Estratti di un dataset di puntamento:
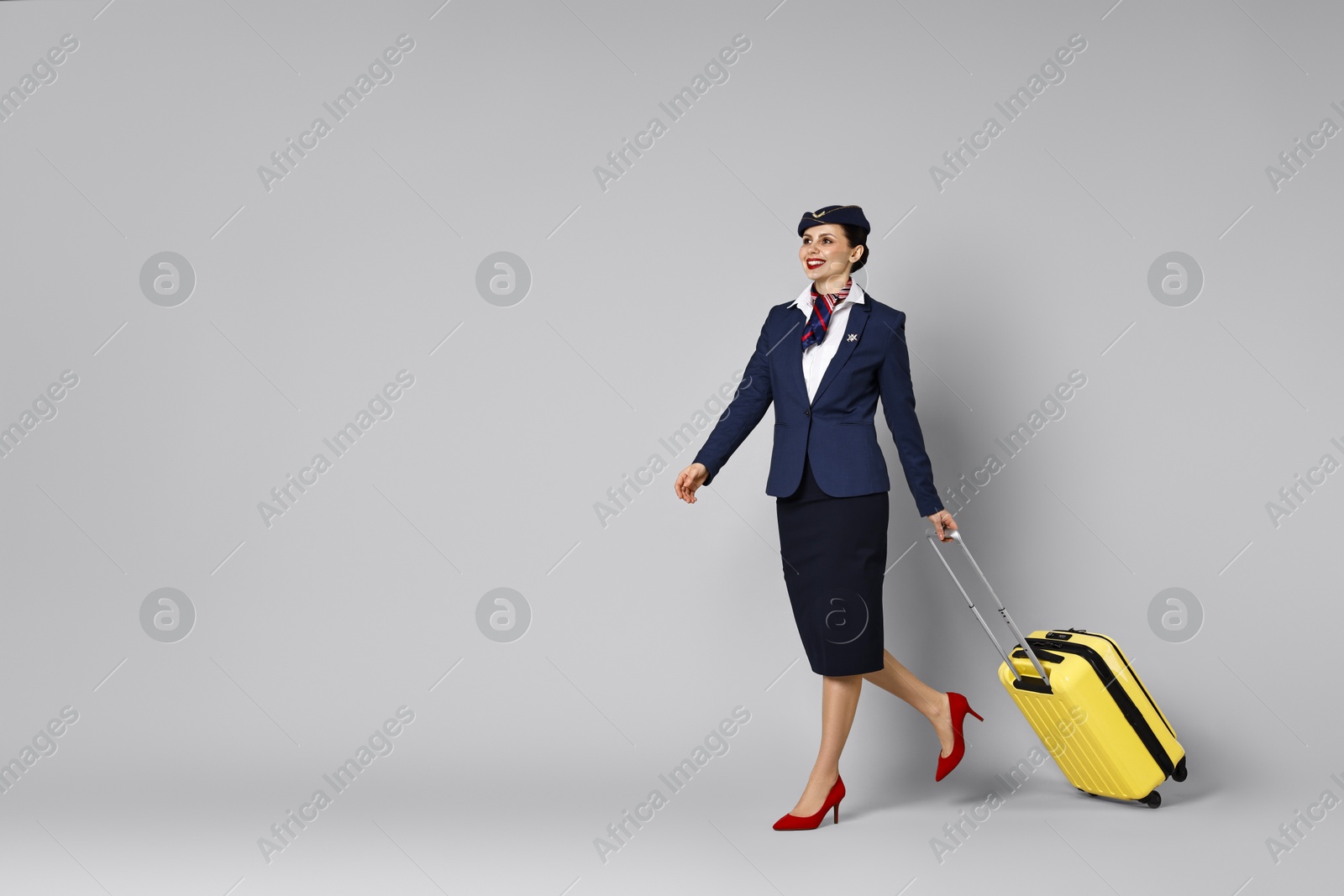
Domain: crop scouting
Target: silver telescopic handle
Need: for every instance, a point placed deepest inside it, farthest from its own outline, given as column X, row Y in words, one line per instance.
column 1003, row 610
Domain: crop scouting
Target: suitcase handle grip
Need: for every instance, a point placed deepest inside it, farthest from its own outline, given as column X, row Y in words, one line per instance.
column 1003, row 610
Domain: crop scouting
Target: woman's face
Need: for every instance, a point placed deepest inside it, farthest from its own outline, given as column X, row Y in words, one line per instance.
column 827, row 253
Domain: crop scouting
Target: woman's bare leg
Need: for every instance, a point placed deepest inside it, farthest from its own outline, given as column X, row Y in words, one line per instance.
column 839, row 700
column 933, row 705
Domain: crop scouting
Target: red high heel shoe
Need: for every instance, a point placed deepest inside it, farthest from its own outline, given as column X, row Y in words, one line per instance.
column 958, row 707
column 808, row 822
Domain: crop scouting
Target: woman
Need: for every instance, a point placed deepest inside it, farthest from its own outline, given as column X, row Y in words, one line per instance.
column 830, row 481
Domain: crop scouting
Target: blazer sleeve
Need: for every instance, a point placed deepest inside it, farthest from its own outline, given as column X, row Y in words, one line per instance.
column 898, row 405
column 750, row 403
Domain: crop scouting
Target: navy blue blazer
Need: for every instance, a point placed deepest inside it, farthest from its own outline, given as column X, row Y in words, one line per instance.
column 837, row 427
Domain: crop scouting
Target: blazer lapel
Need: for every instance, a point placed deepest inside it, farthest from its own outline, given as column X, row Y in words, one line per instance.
column 857, row 322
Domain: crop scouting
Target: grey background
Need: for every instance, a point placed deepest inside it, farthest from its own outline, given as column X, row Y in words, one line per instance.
column 644, row 300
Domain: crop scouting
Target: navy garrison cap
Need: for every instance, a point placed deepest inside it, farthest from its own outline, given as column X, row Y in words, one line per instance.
column 833, row 215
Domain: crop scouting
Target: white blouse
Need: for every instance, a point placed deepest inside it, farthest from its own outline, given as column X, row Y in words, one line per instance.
column 817, row 356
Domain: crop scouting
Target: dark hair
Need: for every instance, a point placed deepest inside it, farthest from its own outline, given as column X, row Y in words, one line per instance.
column 858, row 237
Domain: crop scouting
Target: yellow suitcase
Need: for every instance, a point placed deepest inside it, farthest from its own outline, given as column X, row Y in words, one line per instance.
column 1086, row 705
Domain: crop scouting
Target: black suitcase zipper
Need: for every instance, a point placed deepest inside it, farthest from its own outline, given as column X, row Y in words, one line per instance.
column 1133, row 674
column 1117, row 694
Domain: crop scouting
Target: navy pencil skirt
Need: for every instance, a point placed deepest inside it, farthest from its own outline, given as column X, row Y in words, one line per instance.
column 833, row 555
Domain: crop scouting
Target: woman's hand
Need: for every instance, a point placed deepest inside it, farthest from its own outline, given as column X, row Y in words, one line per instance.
column 942, row 520
column 690, row 479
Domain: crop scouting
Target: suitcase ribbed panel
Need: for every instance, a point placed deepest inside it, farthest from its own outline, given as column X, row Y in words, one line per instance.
column 1102, row 755
column 1082, row 763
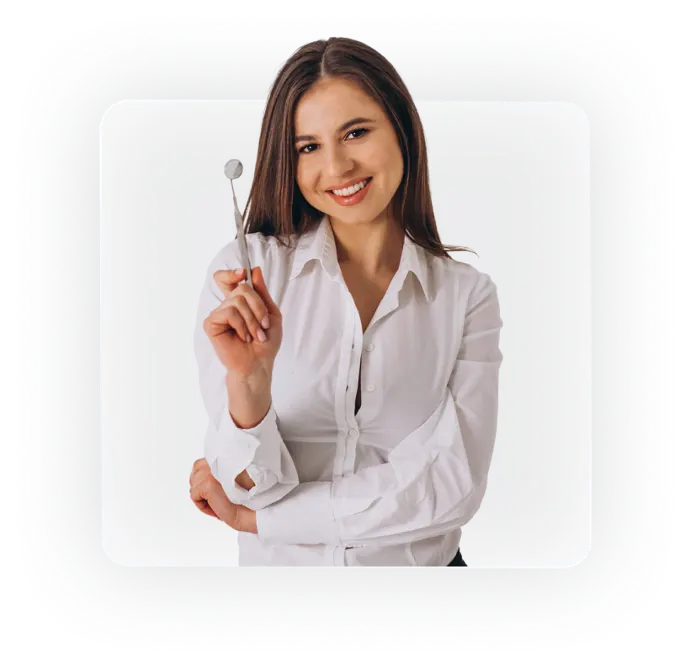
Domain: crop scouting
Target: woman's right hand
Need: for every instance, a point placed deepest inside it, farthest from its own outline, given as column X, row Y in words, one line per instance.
column 236, row 327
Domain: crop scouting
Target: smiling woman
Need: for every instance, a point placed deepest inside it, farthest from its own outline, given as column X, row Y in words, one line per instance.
column 354, row 390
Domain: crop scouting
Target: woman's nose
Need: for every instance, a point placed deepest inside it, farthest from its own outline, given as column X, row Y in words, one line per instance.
column 338, row 162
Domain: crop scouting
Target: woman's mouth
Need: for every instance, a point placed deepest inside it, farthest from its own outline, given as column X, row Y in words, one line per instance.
column 350, row 198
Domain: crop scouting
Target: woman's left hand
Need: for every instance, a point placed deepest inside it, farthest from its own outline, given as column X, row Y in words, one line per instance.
column 208, row 495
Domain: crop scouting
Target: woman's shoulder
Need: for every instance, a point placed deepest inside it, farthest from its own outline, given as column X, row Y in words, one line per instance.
column 461, row 275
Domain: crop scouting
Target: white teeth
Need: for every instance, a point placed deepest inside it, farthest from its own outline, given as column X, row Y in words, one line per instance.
column 348, row 192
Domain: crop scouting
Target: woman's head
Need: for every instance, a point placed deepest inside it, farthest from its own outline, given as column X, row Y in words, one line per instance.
column 304, row 150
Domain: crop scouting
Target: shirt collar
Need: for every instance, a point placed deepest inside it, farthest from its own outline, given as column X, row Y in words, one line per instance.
column 318, row 243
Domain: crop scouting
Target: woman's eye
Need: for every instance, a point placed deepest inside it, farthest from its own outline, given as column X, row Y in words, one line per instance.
column 306, row 149
column 361, row 129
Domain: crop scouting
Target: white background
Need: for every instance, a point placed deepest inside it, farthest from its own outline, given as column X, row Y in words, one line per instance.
column 509, row 179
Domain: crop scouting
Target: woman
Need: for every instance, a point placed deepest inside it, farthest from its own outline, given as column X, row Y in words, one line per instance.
column 354, row 391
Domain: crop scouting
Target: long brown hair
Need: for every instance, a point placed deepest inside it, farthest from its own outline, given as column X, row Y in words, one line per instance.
column 275, row 206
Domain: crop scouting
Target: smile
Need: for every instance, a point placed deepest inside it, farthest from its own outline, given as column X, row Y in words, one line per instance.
column 352, row 195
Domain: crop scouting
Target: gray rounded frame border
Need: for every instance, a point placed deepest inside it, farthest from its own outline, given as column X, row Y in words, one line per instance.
column 62, row 427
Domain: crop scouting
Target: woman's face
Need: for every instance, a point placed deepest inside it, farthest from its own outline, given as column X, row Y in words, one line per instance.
column 343, row 138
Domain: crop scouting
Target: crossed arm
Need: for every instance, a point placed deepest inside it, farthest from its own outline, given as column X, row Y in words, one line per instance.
column 433, row 481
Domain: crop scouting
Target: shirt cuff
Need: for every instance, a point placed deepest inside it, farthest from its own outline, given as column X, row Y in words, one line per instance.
column 304, row 516
column 240, row 449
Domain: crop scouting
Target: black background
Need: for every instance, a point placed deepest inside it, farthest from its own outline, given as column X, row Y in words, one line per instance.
column 37, row 42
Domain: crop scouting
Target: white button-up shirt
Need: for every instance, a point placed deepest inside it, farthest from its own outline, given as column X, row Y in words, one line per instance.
column 393, row 484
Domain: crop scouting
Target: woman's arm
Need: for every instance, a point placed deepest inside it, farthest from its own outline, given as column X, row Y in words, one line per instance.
column 434, row 480
column 246, row 452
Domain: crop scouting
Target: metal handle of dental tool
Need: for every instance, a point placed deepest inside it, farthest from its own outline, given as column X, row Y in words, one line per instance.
column 233, row 170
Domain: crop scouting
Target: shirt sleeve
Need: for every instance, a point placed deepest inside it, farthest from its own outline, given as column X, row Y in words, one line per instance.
column 434, row 480
column 229, row 450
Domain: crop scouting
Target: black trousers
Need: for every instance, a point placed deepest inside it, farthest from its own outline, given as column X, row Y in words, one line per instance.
column 457, row 561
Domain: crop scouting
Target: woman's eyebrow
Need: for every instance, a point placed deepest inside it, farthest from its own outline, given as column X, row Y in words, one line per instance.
column 342, row 128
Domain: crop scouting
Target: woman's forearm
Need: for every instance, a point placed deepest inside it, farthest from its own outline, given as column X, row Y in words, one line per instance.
column 249, row 399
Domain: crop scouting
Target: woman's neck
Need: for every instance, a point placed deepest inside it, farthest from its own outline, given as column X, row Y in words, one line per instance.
column 373, row 248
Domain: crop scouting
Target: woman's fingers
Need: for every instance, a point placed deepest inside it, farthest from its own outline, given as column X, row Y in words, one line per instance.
column 262, row 291
column 226, row 317
column 228, row 279
column 252, row 309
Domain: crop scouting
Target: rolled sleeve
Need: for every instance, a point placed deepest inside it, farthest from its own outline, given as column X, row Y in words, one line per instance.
column 304, row 516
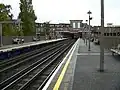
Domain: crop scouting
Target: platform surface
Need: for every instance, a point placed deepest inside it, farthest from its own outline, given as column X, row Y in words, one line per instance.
column 15, row 46
column 82, row 72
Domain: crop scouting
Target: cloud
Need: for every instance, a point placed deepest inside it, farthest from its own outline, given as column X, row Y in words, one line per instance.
column 64, row 10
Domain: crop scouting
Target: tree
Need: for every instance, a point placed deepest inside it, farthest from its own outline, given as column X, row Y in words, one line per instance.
column 5, row 15
column 27, row 16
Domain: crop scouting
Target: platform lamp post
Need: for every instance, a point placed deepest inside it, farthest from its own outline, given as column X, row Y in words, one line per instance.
column 86, row 32
column 89, row 12
column 101, row 38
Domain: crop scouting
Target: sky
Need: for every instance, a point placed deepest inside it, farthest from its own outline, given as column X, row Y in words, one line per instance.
column 61, row 11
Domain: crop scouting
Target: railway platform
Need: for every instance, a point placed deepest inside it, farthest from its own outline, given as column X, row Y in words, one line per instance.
column 80, row 70
column 9, row 51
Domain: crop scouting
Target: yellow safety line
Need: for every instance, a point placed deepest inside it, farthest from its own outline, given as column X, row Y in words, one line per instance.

Obiettivo del compito =
Converta in un elenco numerato le righe a partire dalla prima fino a quella che contiene "column 837, row 427", inclusa, tralasciando le righe vuote. Escluda le immagini dalla risposta.

Esercizio svolto =
1. Domain: crop scouting
2. Target: silver telescopic handle
3. Need: for every instance, a point placed deepest inside it, farthest from its own outline, given as column X, row Y in words, one line per instance.
4. column 1003, row 610
5. Domain: crop scouting
6. Target: suitcase handle grip
7. Need: for every instance, a point placed deepest inside it, farthest from its own outline, given as column X, row Y in words, one line per instance.
8. column 1003, row 610
9. Domain: crop scouting
10. Target: woman's face
11. Need: for every instance, a point placed deepest inside it, farthest from its own outline, given as column X, row Y in words, one line per instance.
12. column 827, row 253
13. Domain: crop scouting
14. Target: woman's bare leg
15. Need: for every instance, a point placed deepest inside it, farthest from its own outline, given as column X, row Y in words, one line per instance.
16. column 839, row 700
17. column 933, row 705
18. Domain: crop scouting
19. Target: red high heel shoe
20. Need: for every instance, a point placed deepest inside it, farthest from its own outline, given as column X, row Y in words, one line per instance.
21. column 958, row 707
22. column 808, row 822
23. Domain: crop scouting
24. Target: woman
25. Need: for every instance, a point placed deepest inside it, farthest from its own outline, given as column X, row Y in words, one line per instance.
26. column 830, row 481
27. Domain: crop scouting
28. Target: blazer sleeve
29. Need: for every instance, a point placed deepest inside it, farthest from its own outline, given as column X, row Y in words, one line per instance.
30. column 898, row 405
31. column 750, row 403
32. Domain: crop scouting
33. Target: navy blue blazer
34. Need: for every instance, a point placed deepest inside it, farthest from its own outline, given as column X, row Y in words, one line per instance.
35. column 837, row 427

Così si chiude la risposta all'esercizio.